Consigne:
Recopiez intégralement le texte cité ci-dessous, s'il vous plaît, sans rien y modifier.

Mais ce mélange entre information et divertissement n’est-il pas aussi le reflet d’une culture jeune qui serait par essence un mélange entre ces registres [8] ? « Car pour s’adresser aux jeunes, il faut, je pense les divertir et les faire délirer. Après, on peut apprendre aux jeunes par le divertissement. » Par ailleurs, aux yeux des adolescents, ce qui est essentiel n’est pas tant la garantie de l’information que la relation que le jeune peut avoir avec le présentateur et sa communauté : « La relation entre les jeunes et la personne qui présente, c’est la base. Ils [les jeunes], ne viennent pas que pour s’informer. Ils viennent parce qu’ils sont dans une communauté et viennent parce qu’il y a une personne qui a un ton bien à elle et une personnalité dans la présentation. C’est le cas pour tous les Youtuber, ils vivent de leur communauté. » Dans cette optique, l’importance, c’est la tonalité du programme, la complicité et la communauté entre la présentatrice et le public. Créer cette relation entre présentatrice et public est un indice fort d’appartenance avec une communauté est une caractéristique « jeune » dans la manière de consommer [9]] l’actualité.

Entrées:
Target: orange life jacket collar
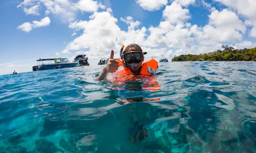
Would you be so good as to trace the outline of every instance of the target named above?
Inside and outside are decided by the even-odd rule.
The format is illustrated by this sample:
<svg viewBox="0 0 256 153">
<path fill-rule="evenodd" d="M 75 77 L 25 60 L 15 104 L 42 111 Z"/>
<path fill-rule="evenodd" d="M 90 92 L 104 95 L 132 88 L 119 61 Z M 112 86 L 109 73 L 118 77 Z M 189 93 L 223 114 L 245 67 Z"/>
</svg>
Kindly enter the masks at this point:
<svg viewBox="0 0 256 153">
<path fill-rule="evenodd" d="M 119 60 L 118 62 L 119 62 L 119 66 L 122 65 L 123 65 L 122 61 Z M 152 59 L 142 64 L 140 73 L 141 75 L 155 75 L 156 74 L 157 69 L 158 67 L 157 61 L 155 59 Z M 133 72 L 130 68 L 125 67 L 124 69 L 117 72 L 116 75 L 123 75 L 133 73 Z"/>
</svg>

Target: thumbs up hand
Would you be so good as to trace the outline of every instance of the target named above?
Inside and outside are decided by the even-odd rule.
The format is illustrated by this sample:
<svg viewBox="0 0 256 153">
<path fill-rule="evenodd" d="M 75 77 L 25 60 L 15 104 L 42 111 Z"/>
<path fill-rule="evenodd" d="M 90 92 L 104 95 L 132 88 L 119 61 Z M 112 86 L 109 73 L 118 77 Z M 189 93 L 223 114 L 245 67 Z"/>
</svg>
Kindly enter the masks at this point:
<svg viewBox="0 0 256 153">
<path fill-rule="evenodd" d="M 105 66 L 105 69 L 108 72 L 114 73 L 118 69 L 119 64 L 118 61 L 114 59 L 114 50 L 111 50 L 110 58 Z"/>
</svg>

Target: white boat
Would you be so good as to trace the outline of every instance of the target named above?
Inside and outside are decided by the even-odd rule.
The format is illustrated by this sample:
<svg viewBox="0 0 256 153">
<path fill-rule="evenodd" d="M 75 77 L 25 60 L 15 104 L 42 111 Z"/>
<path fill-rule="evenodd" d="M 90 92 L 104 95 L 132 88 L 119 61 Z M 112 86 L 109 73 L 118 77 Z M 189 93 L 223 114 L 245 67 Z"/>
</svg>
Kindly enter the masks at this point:
<svg viewBox="0 0 256 153">
<path fill-rule="evenodd" d="M 166 58 L 160 59 L 159 62 L 168 62 L 168 59 Z"/>
<path fill-rule="evenodd" d="M 88 62 L 88 57 L 86 55 L 77 55 L 74 59 L 74 62 L 77 62 L 78 66 L 89 66 L 90 63 Z"/>
<path fill-rule="evenodd" d="M 74 67 L 78 64 L 77 62 L 70 62 L 67 58 L 61 57 L 39 58 L 36 61 L 37 65 L 33 66 L 33 71 Z"/>
</svg>

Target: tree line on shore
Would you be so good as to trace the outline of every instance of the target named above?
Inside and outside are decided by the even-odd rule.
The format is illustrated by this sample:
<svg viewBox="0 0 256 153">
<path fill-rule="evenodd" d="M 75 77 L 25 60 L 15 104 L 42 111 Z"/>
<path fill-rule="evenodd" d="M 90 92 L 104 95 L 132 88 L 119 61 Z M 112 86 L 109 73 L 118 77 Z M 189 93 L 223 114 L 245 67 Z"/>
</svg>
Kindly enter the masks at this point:
<svg viewBox="0 0 256 153">
<path fill-rule="evenodd" d="M 195 61 L 200 59 L 211 61 L 256 61 L 256 47 L 237 49 L 231 46 L 222 45 L 222 48 L 223 51 L 218 50 L 198 55 L 188 54 L 175 56 L 172 61 Z"/>
</svg>

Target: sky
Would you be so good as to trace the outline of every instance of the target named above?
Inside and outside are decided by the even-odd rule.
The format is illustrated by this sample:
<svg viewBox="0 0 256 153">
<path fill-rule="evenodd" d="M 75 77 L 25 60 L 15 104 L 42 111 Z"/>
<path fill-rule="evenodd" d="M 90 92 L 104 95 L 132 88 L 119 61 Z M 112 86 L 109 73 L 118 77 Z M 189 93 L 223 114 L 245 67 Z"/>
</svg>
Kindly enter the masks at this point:
<svg viewBox="0 0 256 153">
<path fill-rule="evenodd" d="M 91 65 L 122 44 L 145 61 L 256 47 L 255 0 L 1 0 L 0 74 L 31 71 L 39 58 Z"/>
</svg>

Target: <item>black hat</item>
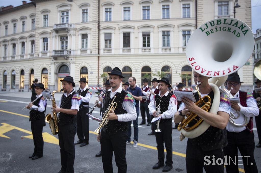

Solution proposée:
Mais ce mélange entre information et divertissement n’est-il pas aussi le reflet d’une culture jeune qui serait par essence un mélange entre ces registres [8] ? « Car pour s’adresser aux jeunes, il faut, je pense les divertir et les faire délirer. Après, on peut apprendre aux jeunes par le divertissement. » Par ailleurs, aux yeux des adolescents, ce qui est essentiel n’est pas tant la garantie de l’information que la relation que le jeune peut avoir avec le présentateur et sa communauté : « La relation entre les jeunes et la personne qui présente, c’est la base. Ils [les jeunes], ne viennent pas que pour s’informer. Ils viennent parce qu’ils sont dans une communauté et viennent parce qu’il y a une personne qui a un ton bien à elle et une personnalité dans la présentation. C’est le cas pour tous les Youtuber, ils vivent de leur communauté. » Dans cette optique, l’importance, c’est la tonalité du programme, la complicité et la communauté entre la présentatrice et le public. Créer cette relation entre présentatrice et public est un indice fort d’appartenance avec une communauté est une caractéristique « jeune » dans la manière de consommer [9]] l’actualité.